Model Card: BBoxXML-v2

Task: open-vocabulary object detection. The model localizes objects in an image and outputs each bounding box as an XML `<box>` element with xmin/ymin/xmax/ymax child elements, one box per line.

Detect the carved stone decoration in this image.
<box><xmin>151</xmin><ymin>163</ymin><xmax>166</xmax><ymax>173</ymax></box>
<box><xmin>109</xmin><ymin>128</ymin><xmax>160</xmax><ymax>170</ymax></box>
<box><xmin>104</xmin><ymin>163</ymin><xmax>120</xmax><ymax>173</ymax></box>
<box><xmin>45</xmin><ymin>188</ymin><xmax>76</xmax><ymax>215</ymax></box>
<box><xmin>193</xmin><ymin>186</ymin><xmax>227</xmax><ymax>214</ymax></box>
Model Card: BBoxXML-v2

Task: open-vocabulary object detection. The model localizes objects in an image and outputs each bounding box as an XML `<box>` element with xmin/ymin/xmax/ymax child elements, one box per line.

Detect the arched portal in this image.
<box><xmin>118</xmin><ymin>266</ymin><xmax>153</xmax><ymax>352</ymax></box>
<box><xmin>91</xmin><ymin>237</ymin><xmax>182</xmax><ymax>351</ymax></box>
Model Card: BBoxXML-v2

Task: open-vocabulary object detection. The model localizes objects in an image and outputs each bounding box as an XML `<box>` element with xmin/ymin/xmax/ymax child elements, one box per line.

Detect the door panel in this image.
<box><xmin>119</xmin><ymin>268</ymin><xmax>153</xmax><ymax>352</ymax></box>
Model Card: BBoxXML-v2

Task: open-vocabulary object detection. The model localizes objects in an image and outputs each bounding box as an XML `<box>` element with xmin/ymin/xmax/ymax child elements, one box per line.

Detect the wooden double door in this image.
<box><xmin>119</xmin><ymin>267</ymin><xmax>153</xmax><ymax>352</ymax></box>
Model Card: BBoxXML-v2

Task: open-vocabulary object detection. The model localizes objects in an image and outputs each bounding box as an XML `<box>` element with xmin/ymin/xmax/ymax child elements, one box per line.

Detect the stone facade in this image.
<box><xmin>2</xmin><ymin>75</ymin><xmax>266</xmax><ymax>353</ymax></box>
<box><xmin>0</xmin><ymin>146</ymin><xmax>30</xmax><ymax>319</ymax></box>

:::::

What to do: Locate every line in the records containing the word "this" and copy each of those lines in full.

Task response:
Detect the carved stone decoration in this image.
Detect the arched portal in this image.
Detect the door panel in this image.
Detect the wooden double door in this image.
Detect the stone facade in this image.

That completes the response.